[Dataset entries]
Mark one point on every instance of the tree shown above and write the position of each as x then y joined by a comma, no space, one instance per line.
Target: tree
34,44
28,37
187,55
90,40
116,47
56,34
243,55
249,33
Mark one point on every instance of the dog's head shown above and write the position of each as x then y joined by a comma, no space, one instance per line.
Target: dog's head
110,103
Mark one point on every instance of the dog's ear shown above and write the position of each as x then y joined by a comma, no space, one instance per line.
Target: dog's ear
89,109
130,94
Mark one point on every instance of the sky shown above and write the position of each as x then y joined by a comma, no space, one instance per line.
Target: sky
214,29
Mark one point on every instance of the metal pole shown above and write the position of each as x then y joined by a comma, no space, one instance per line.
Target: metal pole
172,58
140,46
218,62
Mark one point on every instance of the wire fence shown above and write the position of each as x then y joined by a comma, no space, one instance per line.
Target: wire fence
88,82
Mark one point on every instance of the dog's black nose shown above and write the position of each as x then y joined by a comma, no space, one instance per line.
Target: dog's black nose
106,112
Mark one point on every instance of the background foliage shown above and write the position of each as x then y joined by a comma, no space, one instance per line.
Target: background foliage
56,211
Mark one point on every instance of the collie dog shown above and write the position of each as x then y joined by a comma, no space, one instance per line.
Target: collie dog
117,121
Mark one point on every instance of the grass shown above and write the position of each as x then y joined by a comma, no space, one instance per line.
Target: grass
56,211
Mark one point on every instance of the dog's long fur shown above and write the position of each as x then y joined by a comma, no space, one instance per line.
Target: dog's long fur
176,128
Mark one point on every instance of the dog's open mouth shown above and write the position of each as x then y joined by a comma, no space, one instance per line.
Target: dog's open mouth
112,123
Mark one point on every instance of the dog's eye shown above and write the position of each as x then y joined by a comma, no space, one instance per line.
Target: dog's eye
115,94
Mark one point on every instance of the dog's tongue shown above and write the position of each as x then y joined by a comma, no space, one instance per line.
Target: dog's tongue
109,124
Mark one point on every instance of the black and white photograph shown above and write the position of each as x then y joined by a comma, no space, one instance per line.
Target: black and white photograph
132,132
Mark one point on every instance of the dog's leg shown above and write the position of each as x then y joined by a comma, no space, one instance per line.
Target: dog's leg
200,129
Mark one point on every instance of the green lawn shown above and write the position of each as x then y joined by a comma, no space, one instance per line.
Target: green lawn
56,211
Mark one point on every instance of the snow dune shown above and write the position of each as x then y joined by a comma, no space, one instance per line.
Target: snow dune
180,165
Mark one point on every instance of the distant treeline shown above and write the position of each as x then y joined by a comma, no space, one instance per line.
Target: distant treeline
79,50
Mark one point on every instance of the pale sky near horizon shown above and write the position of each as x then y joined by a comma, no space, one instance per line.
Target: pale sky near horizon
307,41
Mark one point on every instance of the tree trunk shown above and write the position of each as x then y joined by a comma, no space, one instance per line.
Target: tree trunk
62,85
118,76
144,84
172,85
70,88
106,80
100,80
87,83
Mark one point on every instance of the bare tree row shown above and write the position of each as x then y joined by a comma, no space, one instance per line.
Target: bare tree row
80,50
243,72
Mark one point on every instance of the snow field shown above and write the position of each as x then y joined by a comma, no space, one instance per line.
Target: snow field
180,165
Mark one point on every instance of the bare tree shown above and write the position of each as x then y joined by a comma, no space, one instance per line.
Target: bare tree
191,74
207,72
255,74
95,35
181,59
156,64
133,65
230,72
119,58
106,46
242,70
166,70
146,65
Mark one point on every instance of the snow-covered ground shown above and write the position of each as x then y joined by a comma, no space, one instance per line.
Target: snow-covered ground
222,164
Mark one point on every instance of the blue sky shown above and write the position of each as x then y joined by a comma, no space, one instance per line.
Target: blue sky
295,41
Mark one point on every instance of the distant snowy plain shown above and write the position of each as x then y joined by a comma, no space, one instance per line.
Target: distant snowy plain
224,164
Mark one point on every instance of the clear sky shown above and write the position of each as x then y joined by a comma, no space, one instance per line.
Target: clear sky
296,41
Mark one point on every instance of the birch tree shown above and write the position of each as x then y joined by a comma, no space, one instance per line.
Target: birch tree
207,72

*ABOUT THIS TASK*.
Please transcribe all of the data above exactly.

*WRITTEN RESPONSE*.
Mark one point on every instance of the tree shown above and write the position of each as x then y joined by a comma, no space, one instance per line.
Target: tree
34,44
28,37
187,55
90,40
116,47
56,34
243,55
249,33
Mark one point on every instance of the dog's head shown above and write the position of each as x then y joined by a comma, no space, one instance per line.
Target: dog's head
110,103
Mark one point on every instance of the dog's ear shown above and write the position of each as x then y joined by a comma, no space, one instance per line.
Target: dog's ear
89,109
130,94
Mark one point on every instance of the sky shown above and write the position of each as x then y joined by a comma, no space, one instance per line.
Target: sky
214,29
Mark one point on every instance of the metal pole shown above and write the position of each as x then y joined by a comma, no space, one instance per line.
Target: metal pole
172,58
140,46
218,62
Mark one point on every instance of the wire fence shown above and write the position of each as x then y joined by a comma, no space, one instance per line.
Target: wire fence
88,82
Mark one point on every instance of the dog's black nose shown above and write the position of each as x then y joined by a comma, no space, one instance per line.
Target: dog's black nose
106,112
Mark one point on every instance of the background foliage shown above and write the position of each as x then y joined by a comma, no space, one instance per line.
Target: background foliage
56,211
Mark one point on every instance of the collie dog shown above and write the position of each as x then y joined by a comma, no space, one instance per line.
Target: collie dog
117,121
Mark one point on every instance of the grass shown above and write the position of each as x then y joined by a comma, no space, one instance per line.
Target: grass
56,211
Mark one point on every instance of the dog's long fur shown above and write the position of each as x then y joined by a comma, no space, one instance per line.
Target: dog's long fur
176,128
Mark one point on every instance of the dog's open mouth shown above and write the position of each as x then y joined by a comma, no space, one instance per line.
Target: dog's open mouth
112,123
Mark one point on every instance of the dog's eye shown above and write the position of each as x then y joined by a comma, no space, one instance per line.
Target: dog's eye
115,94
Mark one point on every instance of the dog's tongue shown above and write the position of each as x then y joined by a comma, no space, one instance per line.
Target: dog's tongue
109,124
Mark one point on every instance of the black and white photograph shown above and write the position of each as x then y joined by a comma, no space, one instance per line.
Target: black and white photograph
132,132
Mark one point on every instance of the dog's leg shown above and write the position of each as x then y joined by a comma, no space, one instance per line.
Target: dog's leg
200,129
Mark one point on every instance of the green lawn shown above and write the position of each as x then y joined by a comma, no space, one instance per line.
Target: green lawn
56,211
Mark one point on every instance of the snow dune shown above and write the position of each as x then y joined by a comma, no space, one instance per line.
Target: snow dune
180,165
Mark one point on every instance of the distant treeline shown above and write the position of each as x then y joined by a comma, no space, one instance per line.
Target: distant treeline
79,50
Mark one point on every instance of the pale sky near horizon shown above and write the position of each as x then y joined by a comma, no space, one instance per line.
Target: pale sky near horizon
307,41
Mark one point on every instance of the tree trunk shown above and write the position of each as x then y joined by a comma, no space, one instance per line.
Target: tree trunk
62,85
118,76
144,84
172,85
70,88
106,80
100,80
87,83
Mark one point on every instance of the bare tree row shown above and write the position of each as x then y joined by a comma, no space, one instance per line.
Target: bare tree row
80,50
243,72
Mark one point on every instance of the snow field shown above and write the position of each as x then y joined by a comma, no space, one instance per line.
Target: snow field
180,165
Mark one point on every instance of the bare tree shown above and write the position of each as x then y joined by a comma, no space, one instance per line.
Target: bare tree
191,74
207,72
255,74
95,35
181,59
156,64
133,65
230,72
119,58
106,46
242,70
166,70
146,65
Mark one point on every instance of the snow-covered ground shown above and write the position of each as x then y joined by a comma, no space, one instance per line.
Target: snow-covered ground
222,164
Mark one point on every instance of the blue sky shown above and write the position of each as x then y joined by a comma, no space, one instance per line.
Target: blue sky
295,41
Mark one point on every instance of the distant snowy plain shown above and write the position of each as x then y joined by a comma, no space, one instance per line.
Target: distant snowy plain
224,164
Mark one point on every instance of the clear sky shown above and write the position of each as x then y joined by a comma, no space, one instance per line.
Target: clear sky
296,41
Mark one point on every instance of the birch tree shown above and write the position of each as x then y joined by a comma, no space, one instance per line.
Target: birch tree
207,72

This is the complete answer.